-- begin STORED DATA --
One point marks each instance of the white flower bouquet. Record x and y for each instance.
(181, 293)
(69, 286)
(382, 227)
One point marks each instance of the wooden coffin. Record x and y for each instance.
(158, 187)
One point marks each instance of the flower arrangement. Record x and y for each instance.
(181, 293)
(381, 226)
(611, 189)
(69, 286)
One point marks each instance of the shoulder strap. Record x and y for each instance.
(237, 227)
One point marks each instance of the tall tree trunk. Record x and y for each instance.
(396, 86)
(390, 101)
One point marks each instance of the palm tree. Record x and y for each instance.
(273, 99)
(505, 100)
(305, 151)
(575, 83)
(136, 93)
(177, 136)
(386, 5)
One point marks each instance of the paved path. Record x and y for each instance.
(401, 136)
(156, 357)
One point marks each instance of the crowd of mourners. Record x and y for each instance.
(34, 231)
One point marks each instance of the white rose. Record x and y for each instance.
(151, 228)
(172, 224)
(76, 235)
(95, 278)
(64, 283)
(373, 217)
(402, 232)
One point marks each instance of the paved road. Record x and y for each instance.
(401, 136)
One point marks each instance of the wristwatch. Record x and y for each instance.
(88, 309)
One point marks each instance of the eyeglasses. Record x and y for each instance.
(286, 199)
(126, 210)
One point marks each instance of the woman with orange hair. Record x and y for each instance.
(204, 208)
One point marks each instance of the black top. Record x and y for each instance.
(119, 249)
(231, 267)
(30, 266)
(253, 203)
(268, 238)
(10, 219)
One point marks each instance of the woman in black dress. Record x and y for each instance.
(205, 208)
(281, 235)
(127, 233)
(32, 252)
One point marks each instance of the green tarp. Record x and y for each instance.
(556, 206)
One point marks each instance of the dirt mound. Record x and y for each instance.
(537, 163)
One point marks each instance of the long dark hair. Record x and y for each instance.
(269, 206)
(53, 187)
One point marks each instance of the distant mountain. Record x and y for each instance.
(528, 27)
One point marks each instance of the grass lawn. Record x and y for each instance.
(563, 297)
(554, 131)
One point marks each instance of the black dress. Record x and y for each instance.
-- end STORED DATA --
◆ PROBLEM TO WORK ON
Copy every line of the records above, keeping each one word for word.

◆ RESULT OF THIS TASK
One point marks each instance of the white flower bouquet. Record x and y for each instance.
(181, 293)
(69, 286)
(382, 227)
One point marks each instance of the wooden coffin. Record x and y for each instance.
(158, 187)
One point marks each instance of the flower arrangement. Record x and y for each instance.
(181, 293)
(381, 226)
(611, 189)
(69, 286)
One point marks each instance of the shoulder strap. Record x and y for each instance.
(237, 227)
One point marks each instance of the tall tree trunk. Record x and y for each instance.
(396, 86)
(390, 101)
One point marks each instance of the palm tree. Record x and y for each instance.
(273, 99)
(505, 100)
(305, 151)
(575, 83)
(136, 93)
(177, 136)
(386, 5)
One point marks each instance of the paved path. Record x and y for each instance.
(401, 136)
(156, 357)
One point marks each instance of the crowd of mourners. Record x and y for each instance.
(34, 231)
One point marks each instance of the white rose. Record x and y for each instance.
(151, 228)
(172, 224)
(76, 235)
(95, 278)
(64, 283)
(373, 217)
(402, 232)
One point marks each instance of the paved road. Record x and y for each instance.
(401, 136)
One point marks each instance of the wristwatch. Record x and y for each instance.
(88, 309)
One point marks each instance of the eyeglasses. Record x and y for each instance.
(286, 199)
(126, 210)
One point marks each instance of the woman with orange hair. Record x and y for each instance.
(204, 208)
One point marks each instance of the black top. Record x and y for each instance.
(119, 249)
(231, 267)
(30, 266)
(253, 203)
(268, 238)
(10, 219)
One point marks each instance of the woman in black dress. Record x and y for each instance.
(205, 208)
(281, 235)
(127, 233)
(32, 252)
One point marks each instance of the green tarp. Record x and y for each instance.
(556, 206)
One point marks each instance of the dirt mound. Record x and y for each instance.
(537, 163)
One point marks each instance of the long dark hair. Record x and y for each instance.
(269, 206)
(53, 187)
One point marks each instance of the distant mountain. Record x and y for each instance.
(528, 27)
One point marks each instance of the grass lawn. Record x and y for each instance.
(563, 297)
(554, 131)
One point marks each instance of the black dress. Record x and y for each instance.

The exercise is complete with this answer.